__Task instructions__:
Using the entries below, output exactly the line containing "Identify the shirt" and all lines that follow it to the end.
--- Begin ---
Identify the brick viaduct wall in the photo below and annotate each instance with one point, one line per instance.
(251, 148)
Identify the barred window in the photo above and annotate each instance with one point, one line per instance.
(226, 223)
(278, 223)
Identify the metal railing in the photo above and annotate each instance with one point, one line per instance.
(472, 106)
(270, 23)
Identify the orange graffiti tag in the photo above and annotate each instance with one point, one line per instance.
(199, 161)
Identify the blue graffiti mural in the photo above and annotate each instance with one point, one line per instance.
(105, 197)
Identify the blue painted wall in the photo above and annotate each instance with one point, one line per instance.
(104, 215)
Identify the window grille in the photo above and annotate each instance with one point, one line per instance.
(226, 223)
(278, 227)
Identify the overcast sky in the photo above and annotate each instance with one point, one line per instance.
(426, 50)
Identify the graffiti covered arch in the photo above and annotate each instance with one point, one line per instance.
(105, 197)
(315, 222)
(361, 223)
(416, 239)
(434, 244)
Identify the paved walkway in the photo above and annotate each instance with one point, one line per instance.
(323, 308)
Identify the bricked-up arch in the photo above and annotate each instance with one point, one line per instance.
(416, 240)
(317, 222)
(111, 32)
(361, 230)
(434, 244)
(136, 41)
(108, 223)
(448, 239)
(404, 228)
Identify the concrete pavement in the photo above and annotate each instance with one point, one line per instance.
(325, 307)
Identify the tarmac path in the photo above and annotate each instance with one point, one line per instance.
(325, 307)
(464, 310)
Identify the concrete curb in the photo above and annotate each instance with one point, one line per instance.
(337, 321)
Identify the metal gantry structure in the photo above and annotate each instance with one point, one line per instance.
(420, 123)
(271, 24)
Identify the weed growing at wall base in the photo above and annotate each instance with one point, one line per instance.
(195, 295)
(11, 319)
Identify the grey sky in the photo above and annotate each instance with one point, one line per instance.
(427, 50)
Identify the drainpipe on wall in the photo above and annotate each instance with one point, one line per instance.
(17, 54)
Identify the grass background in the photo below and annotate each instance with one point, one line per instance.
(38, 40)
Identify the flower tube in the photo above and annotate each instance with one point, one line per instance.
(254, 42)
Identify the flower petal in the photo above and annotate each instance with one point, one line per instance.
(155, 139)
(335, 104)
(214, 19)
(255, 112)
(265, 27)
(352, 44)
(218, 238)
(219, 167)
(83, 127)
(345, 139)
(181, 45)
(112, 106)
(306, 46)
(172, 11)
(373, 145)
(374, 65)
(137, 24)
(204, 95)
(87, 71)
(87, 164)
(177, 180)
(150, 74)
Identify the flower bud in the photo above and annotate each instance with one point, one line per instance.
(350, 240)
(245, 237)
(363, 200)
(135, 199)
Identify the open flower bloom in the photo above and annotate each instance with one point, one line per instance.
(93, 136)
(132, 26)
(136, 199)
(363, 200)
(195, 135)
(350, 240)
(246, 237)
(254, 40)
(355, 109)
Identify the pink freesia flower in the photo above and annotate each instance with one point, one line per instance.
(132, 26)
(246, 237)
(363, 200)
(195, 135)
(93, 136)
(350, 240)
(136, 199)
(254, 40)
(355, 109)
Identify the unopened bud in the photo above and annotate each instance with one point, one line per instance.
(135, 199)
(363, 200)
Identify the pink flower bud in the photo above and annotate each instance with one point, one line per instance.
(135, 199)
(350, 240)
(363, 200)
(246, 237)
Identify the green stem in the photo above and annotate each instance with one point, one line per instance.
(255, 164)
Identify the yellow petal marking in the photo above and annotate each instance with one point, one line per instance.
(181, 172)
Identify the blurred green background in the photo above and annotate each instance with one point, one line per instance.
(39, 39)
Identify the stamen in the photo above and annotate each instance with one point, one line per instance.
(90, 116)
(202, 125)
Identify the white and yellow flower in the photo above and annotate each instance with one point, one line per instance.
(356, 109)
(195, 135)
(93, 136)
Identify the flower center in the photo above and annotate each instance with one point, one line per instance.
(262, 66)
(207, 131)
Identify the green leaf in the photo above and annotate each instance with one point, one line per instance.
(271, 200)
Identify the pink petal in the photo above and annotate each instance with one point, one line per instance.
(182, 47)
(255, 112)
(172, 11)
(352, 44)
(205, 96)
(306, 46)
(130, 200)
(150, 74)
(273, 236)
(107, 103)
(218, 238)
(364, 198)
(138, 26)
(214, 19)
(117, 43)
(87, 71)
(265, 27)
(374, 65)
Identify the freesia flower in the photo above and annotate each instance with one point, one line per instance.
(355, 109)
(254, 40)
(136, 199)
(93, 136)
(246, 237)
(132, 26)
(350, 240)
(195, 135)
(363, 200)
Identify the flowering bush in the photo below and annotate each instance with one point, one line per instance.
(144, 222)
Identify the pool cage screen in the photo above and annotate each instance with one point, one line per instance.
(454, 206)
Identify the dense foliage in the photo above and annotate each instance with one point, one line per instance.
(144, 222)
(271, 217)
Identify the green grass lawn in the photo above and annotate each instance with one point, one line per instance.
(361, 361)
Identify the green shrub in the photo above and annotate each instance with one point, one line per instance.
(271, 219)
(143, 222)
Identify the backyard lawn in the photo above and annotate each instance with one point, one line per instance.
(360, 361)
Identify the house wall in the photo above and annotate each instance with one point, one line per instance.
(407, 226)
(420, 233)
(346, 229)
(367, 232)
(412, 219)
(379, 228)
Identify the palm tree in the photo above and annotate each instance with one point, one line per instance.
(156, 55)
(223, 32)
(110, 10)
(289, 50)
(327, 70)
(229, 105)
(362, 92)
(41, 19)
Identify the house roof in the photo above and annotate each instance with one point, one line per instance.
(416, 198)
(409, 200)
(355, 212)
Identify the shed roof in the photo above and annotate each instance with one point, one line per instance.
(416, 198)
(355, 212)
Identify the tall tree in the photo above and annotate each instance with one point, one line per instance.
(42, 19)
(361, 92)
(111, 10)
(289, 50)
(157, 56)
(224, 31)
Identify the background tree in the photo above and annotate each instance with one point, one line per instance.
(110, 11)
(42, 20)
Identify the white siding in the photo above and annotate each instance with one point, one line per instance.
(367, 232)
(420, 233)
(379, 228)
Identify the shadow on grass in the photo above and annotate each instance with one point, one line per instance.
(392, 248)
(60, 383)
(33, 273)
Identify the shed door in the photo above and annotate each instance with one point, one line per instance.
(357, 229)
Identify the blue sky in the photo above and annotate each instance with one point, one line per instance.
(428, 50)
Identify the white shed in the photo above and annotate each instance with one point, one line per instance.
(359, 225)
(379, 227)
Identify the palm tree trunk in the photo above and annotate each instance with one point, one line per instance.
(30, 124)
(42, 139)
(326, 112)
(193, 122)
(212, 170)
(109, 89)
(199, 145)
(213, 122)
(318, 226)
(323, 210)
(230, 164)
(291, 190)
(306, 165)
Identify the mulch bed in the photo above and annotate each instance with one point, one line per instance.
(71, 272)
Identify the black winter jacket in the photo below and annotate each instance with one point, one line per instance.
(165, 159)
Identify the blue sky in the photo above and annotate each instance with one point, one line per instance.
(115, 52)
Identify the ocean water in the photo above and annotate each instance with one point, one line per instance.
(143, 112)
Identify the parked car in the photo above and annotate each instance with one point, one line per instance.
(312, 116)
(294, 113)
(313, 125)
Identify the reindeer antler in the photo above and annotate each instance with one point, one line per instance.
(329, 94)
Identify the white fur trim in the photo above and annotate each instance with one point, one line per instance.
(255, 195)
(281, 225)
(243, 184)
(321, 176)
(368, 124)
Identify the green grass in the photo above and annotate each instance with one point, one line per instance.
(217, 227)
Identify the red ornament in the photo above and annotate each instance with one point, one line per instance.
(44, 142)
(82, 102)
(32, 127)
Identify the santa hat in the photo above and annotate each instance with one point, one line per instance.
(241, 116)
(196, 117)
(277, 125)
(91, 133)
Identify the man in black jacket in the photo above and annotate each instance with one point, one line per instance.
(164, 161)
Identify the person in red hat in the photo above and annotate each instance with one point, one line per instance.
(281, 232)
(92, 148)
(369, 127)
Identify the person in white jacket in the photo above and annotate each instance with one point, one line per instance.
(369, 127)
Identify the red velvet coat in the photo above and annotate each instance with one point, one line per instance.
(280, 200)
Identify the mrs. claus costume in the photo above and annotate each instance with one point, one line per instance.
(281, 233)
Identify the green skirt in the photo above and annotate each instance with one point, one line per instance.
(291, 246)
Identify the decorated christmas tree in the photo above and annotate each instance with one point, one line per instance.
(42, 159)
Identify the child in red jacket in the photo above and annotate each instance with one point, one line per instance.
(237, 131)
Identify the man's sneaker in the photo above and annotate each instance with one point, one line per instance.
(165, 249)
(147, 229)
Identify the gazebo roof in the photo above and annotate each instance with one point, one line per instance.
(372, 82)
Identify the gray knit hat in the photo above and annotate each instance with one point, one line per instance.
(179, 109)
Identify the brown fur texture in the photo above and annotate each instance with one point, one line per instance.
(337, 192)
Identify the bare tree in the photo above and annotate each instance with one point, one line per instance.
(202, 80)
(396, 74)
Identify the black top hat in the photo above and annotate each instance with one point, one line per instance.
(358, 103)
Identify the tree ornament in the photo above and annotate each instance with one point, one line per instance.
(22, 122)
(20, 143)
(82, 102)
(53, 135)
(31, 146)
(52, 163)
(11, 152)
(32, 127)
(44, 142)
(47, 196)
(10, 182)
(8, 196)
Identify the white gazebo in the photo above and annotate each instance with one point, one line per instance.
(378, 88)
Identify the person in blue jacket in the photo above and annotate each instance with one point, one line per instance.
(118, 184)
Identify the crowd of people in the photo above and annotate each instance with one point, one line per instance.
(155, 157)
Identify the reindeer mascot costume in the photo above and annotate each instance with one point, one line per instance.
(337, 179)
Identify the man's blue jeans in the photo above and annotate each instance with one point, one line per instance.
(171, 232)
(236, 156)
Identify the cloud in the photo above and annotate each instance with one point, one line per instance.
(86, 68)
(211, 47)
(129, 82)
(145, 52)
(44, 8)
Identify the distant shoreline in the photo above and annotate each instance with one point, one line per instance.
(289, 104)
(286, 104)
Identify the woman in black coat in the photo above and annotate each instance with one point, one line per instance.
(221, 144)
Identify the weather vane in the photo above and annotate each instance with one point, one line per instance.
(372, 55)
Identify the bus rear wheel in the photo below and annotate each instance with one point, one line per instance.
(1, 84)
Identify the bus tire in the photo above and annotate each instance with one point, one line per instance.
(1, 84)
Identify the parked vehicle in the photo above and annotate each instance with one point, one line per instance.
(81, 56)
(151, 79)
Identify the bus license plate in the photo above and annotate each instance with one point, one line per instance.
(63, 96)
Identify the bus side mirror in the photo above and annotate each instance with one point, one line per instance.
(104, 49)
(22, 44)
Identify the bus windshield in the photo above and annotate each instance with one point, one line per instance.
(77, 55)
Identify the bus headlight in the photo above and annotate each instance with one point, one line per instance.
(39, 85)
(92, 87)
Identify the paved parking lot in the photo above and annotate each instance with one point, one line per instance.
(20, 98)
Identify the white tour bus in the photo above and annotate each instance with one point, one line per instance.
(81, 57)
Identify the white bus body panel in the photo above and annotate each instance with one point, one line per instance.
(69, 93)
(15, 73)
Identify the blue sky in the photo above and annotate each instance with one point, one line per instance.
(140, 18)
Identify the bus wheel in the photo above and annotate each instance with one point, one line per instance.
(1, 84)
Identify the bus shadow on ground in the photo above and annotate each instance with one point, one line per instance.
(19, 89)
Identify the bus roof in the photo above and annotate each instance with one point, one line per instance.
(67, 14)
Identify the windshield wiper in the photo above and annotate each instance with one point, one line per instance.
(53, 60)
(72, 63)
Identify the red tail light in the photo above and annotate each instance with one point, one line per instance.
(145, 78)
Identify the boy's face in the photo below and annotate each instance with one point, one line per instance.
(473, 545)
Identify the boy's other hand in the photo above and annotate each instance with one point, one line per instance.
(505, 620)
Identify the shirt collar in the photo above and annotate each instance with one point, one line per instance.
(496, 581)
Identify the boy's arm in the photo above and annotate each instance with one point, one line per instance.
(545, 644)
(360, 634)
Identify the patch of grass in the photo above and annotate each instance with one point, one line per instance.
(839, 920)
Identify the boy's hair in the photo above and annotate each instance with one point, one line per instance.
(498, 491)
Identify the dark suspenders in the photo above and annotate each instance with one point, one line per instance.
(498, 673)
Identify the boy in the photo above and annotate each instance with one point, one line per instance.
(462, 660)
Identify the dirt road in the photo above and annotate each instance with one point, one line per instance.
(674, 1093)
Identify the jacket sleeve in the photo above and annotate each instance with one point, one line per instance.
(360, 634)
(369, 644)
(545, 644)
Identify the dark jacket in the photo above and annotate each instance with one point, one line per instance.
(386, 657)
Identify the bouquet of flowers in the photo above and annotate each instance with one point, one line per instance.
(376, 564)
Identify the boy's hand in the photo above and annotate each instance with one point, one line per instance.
--- End ---
__Output of the task__:
Identify the shirt collar in the photo above and annotate each instance with one point, one line per instance.
(496, 581)
Identify the boy's arm in the photo above and annotate each instance with one point, one line per instance.
(545, 644)
(360, 634)
Identify the patch of grass in the photo above and annotate each instance with one point, one line per instance.
(839, 920)
Identify the boy's hair in the photo above and annotate each instance with one point, one line per instance.
(498, 491)
Identify the dark suspenders in the photo above and annotate each instance with one point, one line per instance.
(498, 673)
Identify the boy in the photo above and annotate each instance with one point, one line per instance.
(462, 660)
Identify the dirt road in the photo above and annotate each instance with one point, one line per instance.
(674, 1093)
Identify the jacket sleeve in the photo above and annotate each instance with one point, one line per instance.
(360, 634)
(369, 644)
(545, 644)
Identify the dark jacket in the photo above and annotate each instance with one point, one line per instance.
(386, 657)
Identify the bouquet of flowers in the photo above and annotate each instance with one point, one line per instance.
(376, 564)
Identify the boy's hand in the photo above and annotate each instance with one point, one line per instance.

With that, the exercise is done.